• [What you have to do]:
Recast the material below as a numbered list, omitting any blank lines.

BEGIN Input records

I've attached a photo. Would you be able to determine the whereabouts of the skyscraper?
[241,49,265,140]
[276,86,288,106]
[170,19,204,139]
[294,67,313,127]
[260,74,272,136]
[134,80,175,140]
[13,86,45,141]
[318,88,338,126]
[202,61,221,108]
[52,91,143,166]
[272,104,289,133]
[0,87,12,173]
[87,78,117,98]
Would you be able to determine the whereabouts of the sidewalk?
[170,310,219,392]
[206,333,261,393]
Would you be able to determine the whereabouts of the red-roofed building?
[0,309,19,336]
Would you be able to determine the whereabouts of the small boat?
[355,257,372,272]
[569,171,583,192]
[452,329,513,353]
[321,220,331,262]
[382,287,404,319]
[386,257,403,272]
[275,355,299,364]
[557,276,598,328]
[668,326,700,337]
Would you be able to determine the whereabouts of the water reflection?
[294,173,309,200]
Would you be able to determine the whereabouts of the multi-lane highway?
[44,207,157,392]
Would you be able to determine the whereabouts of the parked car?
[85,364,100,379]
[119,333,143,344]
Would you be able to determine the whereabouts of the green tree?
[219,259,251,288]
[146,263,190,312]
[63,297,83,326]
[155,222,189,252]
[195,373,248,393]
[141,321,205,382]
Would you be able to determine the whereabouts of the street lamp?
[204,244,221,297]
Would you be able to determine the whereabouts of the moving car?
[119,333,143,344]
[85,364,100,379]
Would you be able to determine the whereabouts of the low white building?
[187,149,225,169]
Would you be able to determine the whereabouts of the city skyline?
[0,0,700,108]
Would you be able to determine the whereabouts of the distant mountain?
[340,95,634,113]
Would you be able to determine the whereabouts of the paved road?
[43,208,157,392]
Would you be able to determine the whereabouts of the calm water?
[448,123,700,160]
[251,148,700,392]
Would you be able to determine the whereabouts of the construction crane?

END Input records

• [Solution]:
1. I've attached a photo. Would you be able to determine the whereabouts of the skyscraper?
2. [241,49,265,140]
3. [276,86,288,106]
4. [170,19,204,139]
5. [294,67,313,127]
6. [260,74,272,136]
7. [134,80,175,140]
8. [13,86,45,141]
9. [318,88,338,126]
10. [202,61,221,108]
11. [52,91,143,166]
12. [272,104,289,133]
13. [0,87,12,173]
14. [87,78,117,98]
15. Would you be able to determine the whereabouts of the sidewalk?
16. [170,310,219,392]
17. [206,333,261,393]
18. Would you be able to determine the whereabouts of the red-roofed building?
19. [0,309,19,336]
20. Would you be able to determine the whereabouts of the small boat?
21. [355,257,372,272]
22. [569,171,583,192]
23. [452,329,513,353]
24. [321,220,331,262]
25. [382,287,404,319]
26. [386,257,403,272]
27. [275,355,299,364]
28. [557,276,598,328]
29. [668,326,700,337]
30. Would you be able to determine the whereabouts of the water reflection?
31. [294,173,309,200]
32. Would you be able to determine the whereabouts of the multi-lane highway?
33. [44,207,157,392]
34. Would you be able to determine the whereabouts of the parked car?
35. [85,364,100,379]
36. [119,333,143,344]
37. Would you be able to determine the whereabouts of the green tree?
38. [219,259,251,288]
39. [146,263,190,312]
40. [63,297,83,326]
41. [155,222,189,252]
42. [195,373,248,393]
43. [141,321,205,382]
44. Would you be able to determine the whereabouts of the street lamp?
45. [204,244,221,297]
46. Would you be able to determine the whereabouts of the moving car?
47. [119,333,143,344]
48. [85,364,100,379]
49. Would you be able to determine the whereabouts of the low white building?
50. [187,149,225,169]
51. Would you be able to determine the whereabouts of the city skyline?
52. [0,0,700,108]
53. Would you be able to determine the whereabouts of the distant mountain?
54. [340,95,634,113]
55. Would you be able to determine the whereabouts of the paved road?
56. [43,208,157,392]
57. Would you be able to determine the whereabouts of the calm water?
58. [448,123,700,160]
59. [251,148,700,392]
60. Would you be able to determine the whereabouts of the construction crane?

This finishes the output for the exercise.